(Data pulled from a collection)
☆ ☆ ☆ ☆ ☆
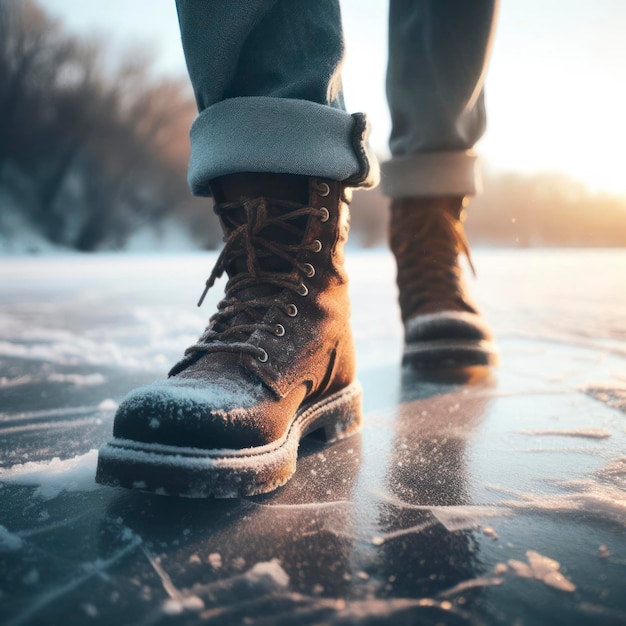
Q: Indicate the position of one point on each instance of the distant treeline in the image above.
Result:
(90, 153)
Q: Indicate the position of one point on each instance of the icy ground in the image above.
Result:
(500, 500)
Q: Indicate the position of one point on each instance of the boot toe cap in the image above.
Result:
(447, 326)
(191, 413)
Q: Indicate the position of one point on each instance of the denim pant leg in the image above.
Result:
(266, 76)
(438, 51)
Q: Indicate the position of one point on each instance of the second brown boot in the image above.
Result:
(444, 329)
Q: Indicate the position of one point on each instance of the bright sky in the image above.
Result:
(556, 87)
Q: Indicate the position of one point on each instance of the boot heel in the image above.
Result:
(342, 420)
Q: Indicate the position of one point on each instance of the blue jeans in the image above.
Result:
(267, 81)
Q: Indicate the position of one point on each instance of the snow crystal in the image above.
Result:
(587, 433)
(9, 542)
(55, 476)
(224, 394)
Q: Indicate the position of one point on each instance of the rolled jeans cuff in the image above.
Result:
(281, 136)
(454, 173)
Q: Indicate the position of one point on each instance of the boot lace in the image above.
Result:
(427, 243)
(260, 254)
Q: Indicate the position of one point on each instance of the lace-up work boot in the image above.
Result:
(276, 362)
(444, 329)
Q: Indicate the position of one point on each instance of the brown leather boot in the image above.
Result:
(444, 329)
(275, 364)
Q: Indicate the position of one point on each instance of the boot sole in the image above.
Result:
(450, 355)
(199, 473)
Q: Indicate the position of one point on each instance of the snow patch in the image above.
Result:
(586, 433)
(78, 380)
(541, 568)
(56, 476)
(9, 542)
☆ ☆ ☆ ☆ ☆
* [THE TASK]: Rewrite the listing above as a JSON list of strings, one string per line, with blank lines dropped and the pictures left out.

* [REPLY TO THE TASK]:
[
  "Q: Indicate the position of one point on each instance of the distant treeline in the image above.",
  "Result:",
  "(90, 153)",
  "Q: Indicate the position of one point on each instance of the icy ground in the image above.",
  "Result:",
  "(500, 500)",
  "Q: Indicate the position of one point on each instance of the boot toe cap in the image above.",
  "Result:",
  "(447, 326)",
  "(191, 413)",
  "Q: Indicate the position of one point on each instance of the denim pant leg in the image above.",
  "Result:",
  "(266, 76)",
  "(438, 51)",
  "Q: Indicate the position of one point on each instance of the second brown boot in the image above.",
  "Result:",
  "(444, 329)",
  "Q: Indicate the position of one point on each instance of the bright sky in the image above.",
  "Result:",
  "(556, 87)",
  "Q: Indicate the position of one point on each instance of the boot heel in the image above.",
  "Result:",
  "(342, 420)",
  "Q: Indicate the position of one point on each instance of the blue jeans in the image above.",
  "Result:",
  "(267, 81)",
  "Q: Indicate the position of one point on each instance of the snow crystal in the image above.",
  "Result:",
  "(587, 433)",
  "(9, 542)",
  "(55, 476)",
  "(224, 394)",
  "Q: Indicate the position of one point on each instance of the rolled jeans cuff in the image above.",
  "Result:",
  "(281, 136)",
  "(454, 173)",
  "Q: Indicate the position of one point on each instance of the boot lace in the image above.",
  "Result:",
  "(427, 243)",
  "(260, 254)",
  "Q: Indicate the position of one point on each instance of the lace-up work boot in the image above.",
  "Result:",
  "(276, 362)",
  "(444, 329)",
  "Q: Indicate the position of one point on each instance of the brown leather boot in the image above.",
  "Result:",
  "(444, 329)",
  "(275, 364)",
  "Q: Indicate the position of one point on each instance of the boot sole in the image above.",
  "Result:",
  "(450, 355)",
  "(199, 473)",
  "Q: Indicate the position of one point on each instance of the snow patch in the image above.",
  "Result:",
  "(586, 433)",
  "(78, 380)",
  "(541, 568)",
  "(56, 476)",
  "(9, 542)"
]